§ Extracted records
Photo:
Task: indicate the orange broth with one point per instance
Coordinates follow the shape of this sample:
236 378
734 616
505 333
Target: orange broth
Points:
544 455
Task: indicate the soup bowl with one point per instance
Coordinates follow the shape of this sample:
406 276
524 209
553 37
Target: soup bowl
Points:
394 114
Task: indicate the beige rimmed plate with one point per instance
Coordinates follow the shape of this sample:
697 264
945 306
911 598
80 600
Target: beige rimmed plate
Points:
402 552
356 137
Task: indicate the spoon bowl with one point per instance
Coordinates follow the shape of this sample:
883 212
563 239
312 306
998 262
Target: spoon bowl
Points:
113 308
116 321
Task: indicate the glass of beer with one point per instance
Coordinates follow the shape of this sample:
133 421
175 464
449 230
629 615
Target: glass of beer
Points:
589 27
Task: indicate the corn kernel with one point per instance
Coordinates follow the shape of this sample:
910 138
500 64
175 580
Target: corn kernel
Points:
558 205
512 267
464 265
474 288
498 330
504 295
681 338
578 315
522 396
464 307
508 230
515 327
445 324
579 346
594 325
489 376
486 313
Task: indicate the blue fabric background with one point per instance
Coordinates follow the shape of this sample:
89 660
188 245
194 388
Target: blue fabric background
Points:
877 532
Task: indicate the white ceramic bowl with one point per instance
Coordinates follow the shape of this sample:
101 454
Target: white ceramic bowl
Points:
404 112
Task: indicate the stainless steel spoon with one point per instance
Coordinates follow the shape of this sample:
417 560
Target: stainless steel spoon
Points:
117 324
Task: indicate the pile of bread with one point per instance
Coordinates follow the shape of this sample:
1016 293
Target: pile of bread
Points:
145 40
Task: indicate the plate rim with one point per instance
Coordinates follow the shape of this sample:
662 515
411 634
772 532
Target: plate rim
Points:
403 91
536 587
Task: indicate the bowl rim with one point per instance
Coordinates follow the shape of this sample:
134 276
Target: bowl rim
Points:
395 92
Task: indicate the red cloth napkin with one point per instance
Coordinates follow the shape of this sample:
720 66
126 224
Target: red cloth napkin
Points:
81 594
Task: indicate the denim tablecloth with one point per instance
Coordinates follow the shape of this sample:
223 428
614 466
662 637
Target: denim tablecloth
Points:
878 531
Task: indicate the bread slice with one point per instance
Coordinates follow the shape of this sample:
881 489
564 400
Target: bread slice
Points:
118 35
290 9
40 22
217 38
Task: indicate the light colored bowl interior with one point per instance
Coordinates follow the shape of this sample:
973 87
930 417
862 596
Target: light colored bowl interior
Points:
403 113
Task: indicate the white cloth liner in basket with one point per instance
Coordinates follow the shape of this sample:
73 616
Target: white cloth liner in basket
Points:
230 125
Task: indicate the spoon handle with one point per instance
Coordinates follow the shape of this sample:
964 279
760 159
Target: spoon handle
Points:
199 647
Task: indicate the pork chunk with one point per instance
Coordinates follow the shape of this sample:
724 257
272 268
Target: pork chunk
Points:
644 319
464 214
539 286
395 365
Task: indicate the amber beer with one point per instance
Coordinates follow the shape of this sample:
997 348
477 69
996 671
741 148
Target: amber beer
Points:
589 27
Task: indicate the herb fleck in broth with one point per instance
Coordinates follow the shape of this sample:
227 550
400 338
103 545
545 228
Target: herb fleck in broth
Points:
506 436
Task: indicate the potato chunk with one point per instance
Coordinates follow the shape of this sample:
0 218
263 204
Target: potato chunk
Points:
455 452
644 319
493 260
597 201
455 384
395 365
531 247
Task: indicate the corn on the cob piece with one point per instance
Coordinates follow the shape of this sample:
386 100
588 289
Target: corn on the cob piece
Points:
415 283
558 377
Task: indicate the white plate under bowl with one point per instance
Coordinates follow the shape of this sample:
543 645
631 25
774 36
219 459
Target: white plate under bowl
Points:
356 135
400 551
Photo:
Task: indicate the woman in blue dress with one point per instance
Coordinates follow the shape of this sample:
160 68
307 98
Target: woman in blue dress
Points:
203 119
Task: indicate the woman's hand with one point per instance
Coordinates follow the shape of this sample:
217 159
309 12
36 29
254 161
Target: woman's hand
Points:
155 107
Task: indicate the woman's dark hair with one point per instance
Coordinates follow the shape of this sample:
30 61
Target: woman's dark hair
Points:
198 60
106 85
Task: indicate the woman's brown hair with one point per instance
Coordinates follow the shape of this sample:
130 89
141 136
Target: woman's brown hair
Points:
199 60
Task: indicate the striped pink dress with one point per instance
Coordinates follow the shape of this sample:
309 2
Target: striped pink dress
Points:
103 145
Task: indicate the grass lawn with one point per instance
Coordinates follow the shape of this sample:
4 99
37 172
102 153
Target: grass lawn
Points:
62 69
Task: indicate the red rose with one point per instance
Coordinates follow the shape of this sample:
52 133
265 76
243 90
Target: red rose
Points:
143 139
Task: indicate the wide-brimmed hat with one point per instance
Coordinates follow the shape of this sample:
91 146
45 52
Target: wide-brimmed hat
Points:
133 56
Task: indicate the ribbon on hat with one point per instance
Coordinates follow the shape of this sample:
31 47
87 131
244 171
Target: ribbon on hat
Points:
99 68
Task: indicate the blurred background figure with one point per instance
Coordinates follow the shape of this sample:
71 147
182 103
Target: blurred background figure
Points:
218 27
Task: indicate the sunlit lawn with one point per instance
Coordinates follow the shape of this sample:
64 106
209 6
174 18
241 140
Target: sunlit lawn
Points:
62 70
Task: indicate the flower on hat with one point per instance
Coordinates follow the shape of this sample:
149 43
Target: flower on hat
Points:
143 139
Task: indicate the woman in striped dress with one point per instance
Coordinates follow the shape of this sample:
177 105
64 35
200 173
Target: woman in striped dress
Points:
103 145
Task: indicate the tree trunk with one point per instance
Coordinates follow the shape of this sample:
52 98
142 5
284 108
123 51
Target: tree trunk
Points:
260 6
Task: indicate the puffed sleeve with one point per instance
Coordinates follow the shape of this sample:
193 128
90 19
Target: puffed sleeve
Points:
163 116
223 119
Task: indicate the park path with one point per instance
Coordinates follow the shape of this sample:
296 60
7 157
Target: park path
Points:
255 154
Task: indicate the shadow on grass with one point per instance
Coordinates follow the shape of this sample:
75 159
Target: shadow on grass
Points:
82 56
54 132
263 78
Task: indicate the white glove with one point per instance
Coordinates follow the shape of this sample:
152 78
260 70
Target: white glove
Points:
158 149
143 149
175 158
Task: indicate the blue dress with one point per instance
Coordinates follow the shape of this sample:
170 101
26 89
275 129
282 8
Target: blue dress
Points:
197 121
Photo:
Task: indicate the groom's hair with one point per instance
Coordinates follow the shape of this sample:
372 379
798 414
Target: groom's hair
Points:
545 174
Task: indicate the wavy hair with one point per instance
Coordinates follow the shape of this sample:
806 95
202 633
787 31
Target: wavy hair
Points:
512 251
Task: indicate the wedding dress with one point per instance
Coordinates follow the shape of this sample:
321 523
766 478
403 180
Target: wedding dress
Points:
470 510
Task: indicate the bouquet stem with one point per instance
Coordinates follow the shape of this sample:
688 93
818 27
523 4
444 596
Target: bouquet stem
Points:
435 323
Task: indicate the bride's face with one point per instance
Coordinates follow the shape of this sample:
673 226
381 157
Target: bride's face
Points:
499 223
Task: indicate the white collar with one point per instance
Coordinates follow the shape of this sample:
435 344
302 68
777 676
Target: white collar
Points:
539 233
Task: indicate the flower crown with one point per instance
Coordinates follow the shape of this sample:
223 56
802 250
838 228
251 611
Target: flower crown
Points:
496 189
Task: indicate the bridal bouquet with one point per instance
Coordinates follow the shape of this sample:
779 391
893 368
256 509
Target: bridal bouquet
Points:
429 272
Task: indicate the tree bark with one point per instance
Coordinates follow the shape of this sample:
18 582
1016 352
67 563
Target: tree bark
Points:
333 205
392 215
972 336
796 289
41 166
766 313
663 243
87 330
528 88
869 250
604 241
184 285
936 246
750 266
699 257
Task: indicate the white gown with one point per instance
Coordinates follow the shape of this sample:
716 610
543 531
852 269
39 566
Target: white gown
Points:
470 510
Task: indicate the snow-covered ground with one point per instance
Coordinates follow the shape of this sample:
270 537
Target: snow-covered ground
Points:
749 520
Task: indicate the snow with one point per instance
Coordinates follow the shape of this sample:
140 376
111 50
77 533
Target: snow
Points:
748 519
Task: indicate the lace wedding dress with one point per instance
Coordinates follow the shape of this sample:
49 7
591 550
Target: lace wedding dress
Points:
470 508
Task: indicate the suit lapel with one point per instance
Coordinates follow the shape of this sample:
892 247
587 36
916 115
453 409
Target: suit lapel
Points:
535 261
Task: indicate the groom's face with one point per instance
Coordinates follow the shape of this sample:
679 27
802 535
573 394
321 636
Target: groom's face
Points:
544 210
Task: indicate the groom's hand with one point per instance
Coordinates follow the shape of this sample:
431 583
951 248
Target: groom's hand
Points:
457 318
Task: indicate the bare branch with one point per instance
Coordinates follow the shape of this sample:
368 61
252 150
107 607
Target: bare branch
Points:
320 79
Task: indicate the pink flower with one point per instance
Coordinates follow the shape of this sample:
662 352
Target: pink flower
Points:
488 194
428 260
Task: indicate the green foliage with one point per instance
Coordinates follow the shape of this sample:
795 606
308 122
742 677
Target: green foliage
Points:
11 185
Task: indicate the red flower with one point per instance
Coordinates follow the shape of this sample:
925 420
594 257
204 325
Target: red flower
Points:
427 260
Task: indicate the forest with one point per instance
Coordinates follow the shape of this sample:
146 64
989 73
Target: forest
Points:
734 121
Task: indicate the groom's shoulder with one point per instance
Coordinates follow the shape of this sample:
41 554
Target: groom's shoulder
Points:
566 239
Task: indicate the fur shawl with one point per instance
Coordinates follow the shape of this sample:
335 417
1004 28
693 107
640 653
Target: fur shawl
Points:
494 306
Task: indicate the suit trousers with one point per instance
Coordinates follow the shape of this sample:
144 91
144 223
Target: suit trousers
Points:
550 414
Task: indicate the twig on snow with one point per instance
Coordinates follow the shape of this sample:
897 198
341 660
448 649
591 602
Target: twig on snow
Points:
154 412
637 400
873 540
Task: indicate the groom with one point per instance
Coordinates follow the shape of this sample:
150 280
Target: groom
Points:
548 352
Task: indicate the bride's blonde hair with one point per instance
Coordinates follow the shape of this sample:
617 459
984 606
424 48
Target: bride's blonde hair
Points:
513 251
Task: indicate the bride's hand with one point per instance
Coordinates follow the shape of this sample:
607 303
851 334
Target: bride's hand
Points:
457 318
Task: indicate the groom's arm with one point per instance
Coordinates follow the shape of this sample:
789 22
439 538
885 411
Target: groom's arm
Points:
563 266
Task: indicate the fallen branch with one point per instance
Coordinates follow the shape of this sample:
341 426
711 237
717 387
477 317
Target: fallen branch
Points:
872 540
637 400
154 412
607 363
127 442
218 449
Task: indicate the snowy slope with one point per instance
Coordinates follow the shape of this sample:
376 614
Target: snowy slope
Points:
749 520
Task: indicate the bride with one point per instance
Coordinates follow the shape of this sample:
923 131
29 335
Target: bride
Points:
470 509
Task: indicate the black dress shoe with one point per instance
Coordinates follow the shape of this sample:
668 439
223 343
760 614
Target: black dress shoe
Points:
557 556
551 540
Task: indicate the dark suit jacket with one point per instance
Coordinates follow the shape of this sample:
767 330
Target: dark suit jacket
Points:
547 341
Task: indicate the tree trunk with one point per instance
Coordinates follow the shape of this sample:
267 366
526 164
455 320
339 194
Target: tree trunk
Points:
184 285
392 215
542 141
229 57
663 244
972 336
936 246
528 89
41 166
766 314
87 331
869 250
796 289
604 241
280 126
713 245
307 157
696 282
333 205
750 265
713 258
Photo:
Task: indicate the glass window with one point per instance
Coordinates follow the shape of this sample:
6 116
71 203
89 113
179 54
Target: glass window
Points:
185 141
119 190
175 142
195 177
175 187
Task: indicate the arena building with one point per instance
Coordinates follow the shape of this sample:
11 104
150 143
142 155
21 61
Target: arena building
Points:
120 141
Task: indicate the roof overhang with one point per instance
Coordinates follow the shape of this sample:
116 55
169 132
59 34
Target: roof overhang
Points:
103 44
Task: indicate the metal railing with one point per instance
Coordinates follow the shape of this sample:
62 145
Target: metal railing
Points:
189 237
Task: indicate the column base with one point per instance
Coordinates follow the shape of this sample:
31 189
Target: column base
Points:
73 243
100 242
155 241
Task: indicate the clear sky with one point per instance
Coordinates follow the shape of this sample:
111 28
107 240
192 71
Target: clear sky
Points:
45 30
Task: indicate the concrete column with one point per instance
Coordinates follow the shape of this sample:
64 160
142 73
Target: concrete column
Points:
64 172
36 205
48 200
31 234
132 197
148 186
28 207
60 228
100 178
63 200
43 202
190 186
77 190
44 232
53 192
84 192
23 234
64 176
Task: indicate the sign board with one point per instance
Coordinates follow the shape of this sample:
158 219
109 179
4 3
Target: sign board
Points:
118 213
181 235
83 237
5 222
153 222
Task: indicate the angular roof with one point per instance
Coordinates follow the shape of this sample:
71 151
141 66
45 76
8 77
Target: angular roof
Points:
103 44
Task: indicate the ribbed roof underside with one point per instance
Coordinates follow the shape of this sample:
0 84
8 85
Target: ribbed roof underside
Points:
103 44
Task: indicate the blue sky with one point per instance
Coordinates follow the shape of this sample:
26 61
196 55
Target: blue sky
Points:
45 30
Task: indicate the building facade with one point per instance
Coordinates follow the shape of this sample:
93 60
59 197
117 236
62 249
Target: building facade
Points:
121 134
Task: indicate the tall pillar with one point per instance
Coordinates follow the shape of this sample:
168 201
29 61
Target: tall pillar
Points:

§ EXERCISE DIRECTIONS
Repeat only what lies between the first line of the data and the line containing "Task: indicate the beige", both of those lines included, exactly as it stands.

§ RESPONSE TO THE TASK
Photo:
Task: indicate the orange broth with one point per instance
Coordinates follow the shape of this sample:
236 378
734 616
505 333
Target: orange broth
Points:
544 455
Task: indicate the soup bowl with one point per instance
Coordinates follow the shape of this sample:
406 276
524 209
553 37
Target: soup bowl
Points:
394 114
Task: indicate the beige rimmed plate with one point per instance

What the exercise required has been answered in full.